═════ Extracted records

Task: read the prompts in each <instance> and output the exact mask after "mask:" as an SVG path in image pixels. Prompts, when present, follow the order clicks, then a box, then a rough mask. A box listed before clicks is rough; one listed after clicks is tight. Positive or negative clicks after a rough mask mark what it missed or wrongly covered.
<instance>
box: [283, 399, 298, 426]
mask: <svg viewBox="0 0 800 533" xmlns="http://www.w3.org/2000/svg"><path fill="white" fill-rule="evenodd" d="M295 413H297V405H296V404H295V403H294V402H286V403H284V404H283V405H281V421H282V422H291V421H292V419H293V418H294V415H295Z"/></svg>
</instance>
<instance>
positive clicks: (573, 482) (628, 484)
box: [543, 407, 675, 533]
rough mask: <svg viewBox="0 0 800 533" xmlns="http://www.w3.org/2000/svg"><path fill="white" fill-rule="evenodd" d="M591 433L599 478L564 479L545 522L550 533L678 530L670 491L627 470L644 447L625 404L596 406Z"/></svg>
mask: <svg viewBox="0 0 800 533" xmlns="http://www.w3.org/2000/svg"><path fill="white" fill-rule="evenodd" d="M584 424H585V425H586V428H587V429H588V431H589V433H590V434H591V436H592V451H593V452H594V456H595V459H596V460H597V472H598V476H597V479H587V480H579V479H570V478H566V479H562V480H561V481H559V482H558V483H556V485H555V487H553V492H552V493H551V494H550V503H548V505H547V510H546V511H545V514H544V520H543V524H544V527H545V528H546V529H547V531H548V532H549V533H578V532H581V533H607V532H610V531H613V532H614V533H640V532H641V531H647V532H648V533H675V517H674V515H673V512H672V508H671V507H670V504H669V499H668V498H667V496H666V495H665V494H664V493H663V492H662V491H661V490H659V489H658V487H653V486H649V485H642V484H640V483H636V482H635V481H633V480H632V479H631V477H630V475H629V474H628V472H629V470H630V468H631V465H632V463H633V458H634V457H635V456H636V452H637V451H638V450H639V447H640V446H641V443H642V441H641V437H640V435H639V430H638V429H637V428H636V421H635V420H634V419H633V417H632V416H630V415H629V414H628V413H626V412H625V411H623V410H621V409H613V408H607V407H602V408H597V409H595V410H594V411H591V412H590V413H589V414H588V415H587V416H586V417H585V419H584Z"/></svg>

══════════

◆ Task statement
Reproduce every line of the listing above verbatim.

◆ Exercise answer
Task: read the prompts in each <instance> and output the exact mask after "mask:" as an SVG path in image pixels. Prompts, when present, follow the order clicks, then a box, then a rough mask. A box listed before clicks is rough; one listed after clicks is tight. Positive or negative clicks after a rough mask mark what it missed or wrongly covered.
<instance>
box: [283, 399, 298, 426]
mask: <svg viewBox="0 0 800 533" xmlns="http://www.w3.org/2000/svg"><path fill="white" fill-rule="evenodd" d="M295 413H297V405H296V404H295V403H294V402H286V403H284V404H283V405H281V421H282V422H291V421H292V419H293V418H294V415H295Z"/></svg>
</instance>
<instance>
positive clicks: (573, 482) (628, 484)
box: [543, 407, 675, 533]
rough mask: <svg viewBox="0 0 800 533" xmlns="http://www.w3.org/2000/svg"><path fill="white" fill-rule="evenodd" d="M591 433L599 478L564 479L545 522L550 533L678 530L670 491L627 470L644 447L625 404L596 406Z"/></svg>
mask: <svg viewBox="0 0 800 533" xmlns="http://www.w3.org/2000/svg"><path fill="white" fill-rule="evenodd" d="M584 424H585V425H586V428H587V429H588V431H589V433H590V434H591V436H592V451H593V452H594V456H595V459H596V460H597V472H598V476H597V479H587V480H579V479H570V478H566V479H562V480H561V481H559V482H558V483H556V485H555V487H553V492H552V493H551V494H550V503H548V505H547V510H546V511H545V514H544V520H543V524H544V527H545V528H546V529H547V531H548V532H549V533H578V532H581V533H607V532H610V531H613V532H614V533H640V532H641V531H647V532H648V533H675V517H674V515H673V512H672V508H671V507H670V504H669V499H668V498H667V496H666V495H665V494H664V493H663V492H662V491H661V490H659V489H658V487H653V486H649V485H642V484H640V483H636V482H635V481H633V480H632V479H631V477H630V475H629V474H628V472H629V470H630V468H631V465H632V463H633V458H634V457H635V456H636V452H637V451H638V450H639V447H640V446H641V443H642V441H641V437H640V435H639V430H638V429H637V428H636V421H635V420H634V419H633V417H632V416H630V415H629V414H628V413H626V412H625V411H623V410H621V409H613V408H607V407H602V408H597V409H595V410H594V411H591V412H590V413H589V414H588V415H587V416H586V417H585V419H584Z"/></svg>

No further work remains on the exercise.